Sortir de la recession : des modèles économiques (3)

3. Des modèles économiques
Pour comprendre le fonctionnement économique d’une société, il est nécessaire de partir du plus simple pour aller vers le complexe. Historiquement le procédé est aisé puisque les premières sociétés fonctionnent sur des modèles rudimentaires. Ce n’est que peu à peu, suivant l’évolution culturelle et les influences, que les schémas économiques changent pour s’adapter aux contraintes et intensifier les relations ; dans l’intérêt de passer d’une situation de survie à celle d’une prospérité souvent relative et menacée par des crises qui sont autant de nouveaux défis.
De l’aube de la civilisation humaine quand la relation des groupes humains avec leur milieu se caractérise par une simple prédation, en passant par les cité-états qui organisent l’agriculture, l’artisanat, le commerce puis s’unissent en nations souveraines, jusqu’à la nouvelle mode de «globalisation» ; différents modèles ont émergé, se sont juxtaposés et combinés pour former des systèmes fonctionnels évolués mais toujours fragiles. La recherche d’un équilibre subtil, entre la mise en valeur des ressources naturelles et l’apaisement des conflits internes, exige une réflexion permanente, une prise de conscience suivie d’actions collectives mesurées et utiles.

- - - - -

_CONSIGNE_
Reproduisez à l'identique le passage de l'extrait sur les modèles économiques qui débute aux mots "De l’aube de" et s'achève après "mesurées et utiles.".

_DONNÉES FOURNIES_
- - - - -

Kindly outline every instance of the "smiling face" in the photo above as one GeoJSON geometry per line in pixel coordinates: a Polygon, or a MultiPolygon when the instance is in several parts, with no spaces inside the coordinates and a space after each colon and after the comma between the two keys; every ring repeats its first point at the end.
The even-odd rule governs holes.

- - - - -

_RÉSULTAT ATTENDU_
De l’aube de la civilisation humaine quand la relation des groupes humains avec leur milieu se caractérise par une simple prédation, en passant par les cité-états qui organisent l’agriculture, l’artisanat, le commerce puis s’unissent en nations souveraines, jusqu’à la nouvelle mode de «globalisation» ; différents modèles ont émergé, se sont juxtaposés et combinés pour former des systèmes fonctionnels évolués mais toujours fragiles. La recherche d’un équilibre subtil, entre la mise en valeur des ressources naturelles et l’apaisement des conflits internes, exige une réflexion permanente, une prise de conscience suivie d’actions collectives mesurées et utiles.